Required action: Would you return the entries exactly, with every line intact?

(Stored data entries)
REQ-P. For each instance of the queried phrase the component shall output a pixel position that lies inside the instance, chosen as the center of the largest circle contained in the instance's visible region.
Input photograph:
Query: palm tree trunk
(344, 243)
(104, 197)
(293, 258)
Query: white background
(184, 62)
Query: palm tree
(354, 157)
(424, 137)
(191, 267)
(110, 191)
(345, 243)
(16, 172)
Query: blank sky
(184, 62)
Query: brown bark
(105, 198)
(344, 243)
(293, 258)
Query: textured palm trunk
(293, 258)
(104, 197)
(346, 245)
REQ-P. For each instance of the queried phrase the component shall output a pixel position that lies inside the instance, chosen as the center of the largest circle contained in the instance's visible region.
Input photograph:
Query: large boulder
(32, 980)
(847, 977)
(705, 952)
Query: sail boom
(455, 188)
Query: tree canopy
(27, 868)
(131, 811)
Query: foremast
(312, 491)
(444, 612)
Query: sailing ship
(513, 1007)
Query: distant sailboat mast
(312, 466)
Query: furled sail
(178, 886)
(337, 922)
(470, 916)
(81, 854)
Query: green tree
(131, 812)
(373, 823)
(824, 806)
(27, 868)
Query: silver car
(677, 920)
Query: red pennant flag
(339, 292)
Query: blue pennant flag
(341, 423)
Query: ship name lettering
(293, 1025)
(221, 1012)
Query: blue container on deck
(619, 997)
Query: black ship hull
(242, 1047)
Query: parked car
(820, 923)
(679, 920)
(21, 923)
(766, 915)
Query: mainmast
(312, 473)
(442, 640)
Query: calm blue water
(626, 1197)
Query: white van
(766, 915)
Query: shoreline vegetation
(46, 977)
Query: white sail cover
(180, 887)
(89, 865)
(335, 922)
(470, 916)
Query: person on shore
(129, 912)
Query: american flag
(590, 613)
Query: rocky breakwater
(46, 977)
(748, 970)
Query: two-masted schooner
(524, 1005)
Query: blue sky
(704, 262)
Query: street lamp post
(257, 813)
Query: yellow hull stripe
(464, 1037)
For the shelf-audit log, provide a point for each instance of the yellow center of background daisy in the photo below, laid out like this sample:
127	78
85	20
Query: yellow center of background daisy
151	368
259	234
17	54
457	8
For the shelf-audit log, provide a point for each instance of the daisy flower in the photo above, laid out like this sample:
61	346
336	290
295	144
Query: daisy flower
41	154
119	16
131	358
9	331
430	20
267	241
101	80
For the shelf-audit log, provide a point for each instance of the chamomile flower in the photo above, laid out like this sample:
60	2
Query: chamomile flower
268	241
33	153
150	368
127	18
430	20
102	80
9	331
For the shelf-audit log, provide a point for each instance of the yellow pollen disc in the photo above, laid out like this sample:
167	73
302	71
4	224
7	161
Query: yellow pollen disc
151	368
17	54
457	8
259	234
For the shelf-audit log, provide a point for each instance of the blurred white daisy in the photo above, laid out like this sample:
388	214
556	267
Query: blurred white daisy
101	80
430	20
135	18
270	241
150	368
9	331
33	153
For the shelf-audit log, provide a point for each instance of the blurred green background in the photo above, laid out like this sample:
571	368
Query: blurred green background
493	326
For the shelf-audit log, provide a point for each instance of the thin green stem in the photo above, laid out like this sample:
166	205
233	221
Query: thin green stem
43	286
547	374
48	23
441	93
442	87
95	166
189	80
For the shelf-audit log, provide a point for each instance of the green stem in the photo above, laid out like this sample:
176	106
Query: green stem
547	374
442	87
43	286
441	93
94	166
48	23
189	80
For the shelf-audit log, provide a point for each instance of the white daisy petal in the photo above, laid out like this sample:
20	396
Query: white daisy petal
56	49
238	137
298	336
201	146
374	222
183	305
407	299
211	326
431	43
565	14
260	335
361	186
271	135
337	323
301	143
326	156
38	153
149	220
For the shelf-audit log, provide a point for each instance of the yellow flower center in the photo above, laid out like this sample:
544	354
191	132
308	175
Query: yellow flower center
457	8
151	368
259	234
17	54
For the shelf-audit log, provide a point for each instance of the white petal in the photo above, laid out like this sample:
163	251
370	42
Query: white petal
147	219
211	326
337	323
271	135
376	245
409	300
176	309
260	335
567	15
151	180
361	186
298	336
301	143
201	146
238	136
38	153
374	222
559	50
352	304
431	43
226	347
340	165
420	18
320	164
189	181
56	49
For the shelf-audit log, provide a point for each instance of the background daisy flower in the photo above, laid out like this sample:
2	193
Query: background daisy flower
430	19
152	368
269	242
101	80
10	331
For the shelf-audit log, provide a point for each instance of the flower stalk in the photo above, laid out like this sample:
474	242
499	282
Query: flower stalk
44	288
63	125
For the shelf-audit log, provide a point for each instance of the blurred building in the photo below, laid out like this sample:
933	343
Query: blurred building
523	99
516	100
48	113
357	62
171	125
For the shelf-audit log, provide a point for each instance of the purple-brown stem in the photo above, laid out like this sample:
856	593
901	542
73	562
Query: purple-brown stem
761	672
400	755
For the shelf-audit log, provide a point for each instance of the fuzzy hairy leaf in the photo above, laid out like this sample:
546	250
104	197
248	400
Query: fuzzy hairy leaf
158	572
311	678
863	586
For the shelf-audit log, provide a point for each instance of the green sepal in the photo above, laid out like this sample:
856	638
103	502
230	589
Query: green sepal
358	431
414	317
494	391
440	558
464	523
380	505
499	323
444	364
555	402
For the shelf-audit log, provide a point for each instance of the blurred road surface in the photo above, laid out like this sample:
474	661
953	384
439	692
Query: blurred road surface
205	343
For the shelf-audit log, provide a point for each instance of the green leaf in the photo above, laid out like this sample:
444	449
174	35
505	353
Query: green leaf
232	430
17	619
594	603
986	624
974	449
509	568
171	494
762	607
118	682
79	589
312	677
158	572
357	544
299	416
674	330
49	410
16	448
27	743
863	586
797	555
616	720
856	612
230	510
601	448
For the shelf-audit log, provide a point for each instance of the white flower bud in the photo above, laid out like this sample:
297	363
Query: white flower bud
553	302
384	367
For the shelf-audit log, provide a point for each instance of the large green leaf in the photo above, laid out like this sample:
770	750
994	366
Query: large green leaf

Reply to the exercise:
REQ-P. For each instance of the queried phrase the component shall output a pixel position that lies inside the instance, chosen as the center of the largest circle contained in the instance's visible region.
Input photograph:
Query: palm tree trunk
(344, 243)
(104, 197)
(293, 258)
Query: white background
(184, 62)
Query: palm tree
(354, 157)
(424, 137)
(191, 267)
(110, 191)
(345, 243)
(16, 172)
Query: blank sky
(184, 62)
Query: brown bark
(105, 198)
(344, 243)
(293, 258)
Query: textured palm trunk
(293, 258)
(104, 197)
(346, 245)
REQ-P. For each instance of the queried phrase the component shall output a pixel position that lies inside the instance, chosen as the center of the largest circle contained in the instance's visible region.
Input photograph:
Query: large boulder
(32, 980)
(847, 977)
(705, 952)
Query: sail boom
(455, 188)
Query: tree canopy
(27, 868)
(131, 811)
Query: foremast
(312, 491)
(444, 612)
Query: sailing ship
(513, 1007)
Query: distant sailboat mast
(312, 466)
Query: furled sail
(178, 886)
(337, 922)
(470, 916)
(81, 854)
Query: green tree
(131, 812)
(373, 823)
(824, 806)
(27, 868)
Query: silver car
(677, 920)
Query: red pennant flag
(339, 292)
Query: blue pennant flag
(341, 423)
Query: ship name lettering
(293, 1025)
(221, 1012)
Query: blue container on deck
(619, 997)
Query: black ship hull
(242, 1047)
Query: parked car
(820, 923)
(679, 920)
(21, 923)
(766, 915)
Query: mainmast
(312, 473)
(442, 640)
Query: calm blue water
(626, 1197)
Query: white van
(766, 915)
Query: shoreline vegetation
(46, 977)
Query: white sail cover
(180, 887)
(89, 865)
(335, 922)
(470, 916)
Query: person on shore
(129, 912)
Query: american flag
(590, 613)
Query: rocky breakwater
(46, 977)
(748, 970)
Query: two-masted schooner
(524, 1005)
Query: blue sky
(704, 262)
Query: street lamp post
(257, 813)
Query: yellow hull stripe
(464, 1037)
For the shelf-audit log, provide a point for each instance of the yellow center of background daisy in the photo below, laid out like this sample:
127	78
85	20
Query: yellow center of background daisy
151	368
259	234
17	54
457	8
For the shelf-audit log, provide a point for each instance of the daisy flower in the photo above, laid out like this sample:
61	346
336	290
295	144
Query: daisy flower
41	154
119	16
131	358
9	331
430	20
267	241
101	80
For the shelf-audit log, provide a point for each instance of the chamomile flower in the photo above, laid out like this sample:
60	2
Query: chamomile flower
268	241
33	153
150	368
127	18
430	20
102	80
9	331
For the shelf-audit log, provide a point for each instance of the yellow pollen disc in the photo above, laid out like this sample:
167	73
302	71
4	224
7	161
Query: yellow pollen disc
151	368
17	54
457	8
259	234
For the shelf-audit log, provide a point for each instance of the blurred white daisy in the photo above, laid out like this sample:
388	214
556	267
Query: blurred white daisy
101	80
430	20
135	18
270	241
150	368
9	331
33	153
For the shelf-audit log, provide a point for each instance of the blurred green background in the photo above, laid out like this sample:
571	368
Query: blurred green background
493	326
For the shelf-audit log, provide a point for each instance of the thin green stem in the photo above, laid out like this sample:
166	205
233	221
Query: thin green stem
43	286
547	374
48	23
441	93
442	87
95	166
189	80
For the shelf-audit log, provide a point for each instance of the green stem in the photo above, laid out like this sample:
176	106
Query: green stem
547	374
442	87
43	286
441	93
94	166
48	23
189	80
For the shelf-audit log, provide a point for each instance of the white daisy petal in the photo above, laid out like this sample:
20	396
Query: white daisy petal
56	49
238	137
298	336
201	146
374	222
183	305
407	299
211	326
431	43
565	14
260	335
361	186
271	135
337	323
301	143
326	156
38	153
149	220
For the shelf-audit log, provide a point for each instance of the yellow flower center in the photo above, laid out like this sample:
544	354
191	132
308	175
Query: yellow flower center
457	8
151	368
259	234
17	54
For the shelf-audit log, provide a point for each instance of the white petal in the photo above, laid out like this sample:
163	251
370	42
Query: white petal
147	219
211	326
337	323
271	135
376	245
409	300
176	309
260	335
567	15
151	180
361	186
298	336
301	143
201	146
238	136
38	153
374	222
559	50
352	304
431	43
226	347
340	165
420	18
320	164
189	181
56	49
For the shelf-audit log, provide a point for each instance of the background daisy flower in the photo above, laid out like this sample:
2	193
Query: background daisy flower
430	19
152	368
269	242
101	80
10	331
For the shelf-audit log, provide a point for each instance of the flower stalk in the photo above, laid out like this sample:
474	242
499	282
Query: flower stalk
44	288
63	125
For the shelf-audit log, provide a point for each instance of the blurred building in the photo below, laid out like this sample:
933	343
Query: blurred building
523	99
516	100
48	113
357	62
171	125
For the shelf-audit log, provide a point for each instance of the purple-brown stem in the photo above, laid out like this sample:
856	593
901	542
73	562
Query: purple-brown stem
761	672
400	755
For the shelf-audit log, provide a point for each instance of the fuzzy hairy leaf in the photo above, laid out like this sample:
546	250
104	197
248	400
Query: fuzzy hairy leaf
158	572
311	678
863	586
For the shelf-audit log, provide a point for each instance of the green sepal in the photo above, laid out like this sample:
856	638
103	502
230	589
Query: green sepal
358	431
414	317
494	391
440	558
464	523
380	505
499	323
444	364
555	402
For the shelf-audit log, provide a point for each instance of the blurred road surface in the photo above, laid out like this sample:
474	661
953	384
439	692
Query: blurred road surface
205	343
For the shelf-audit log, provide a point for each instance of the green leaf in the photo above, laid out like this sample:
444	449
174	35
505	353
Query: green leaf
232	430
17	619
594	603
986	624
974	449
509	568
171	494
762	607
118	682
79	589
312	677
158	572
357	544
299	416
674	330
49	410
16	448
27	743
863	586
797	555
616	720
856	612
230	510
601	448
For the shelf-audit log, provide a point for each instance of the white flower bud in the photo above, laid out like this sample:
297	363
Query: white flower bud
553	302
384	367
For the shelf-audit log, provide a point for each instance of the large green leaf in the photo above, laid out like this sample:
770	750
994	366
Query: large green leaf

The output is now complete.